Data provided -
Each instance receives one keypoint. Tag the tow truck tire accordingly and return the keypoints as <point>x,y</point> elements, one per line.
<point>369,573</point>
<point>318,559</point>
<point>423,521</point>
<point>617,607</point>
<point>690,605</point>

The exercise -
Copy out every line of the records above verbatim, keeping the original order and formatting.

Result of the exercise -
Each instance receives one keypoint. Tag the tow truck tire accordingly and return the keypoints as <point>x,y</point> elements, one per line.
<point>369,573</point>
<point>318,559</point>
<point>423,521</point>
<point>617,607</point>
<point>690,605</point>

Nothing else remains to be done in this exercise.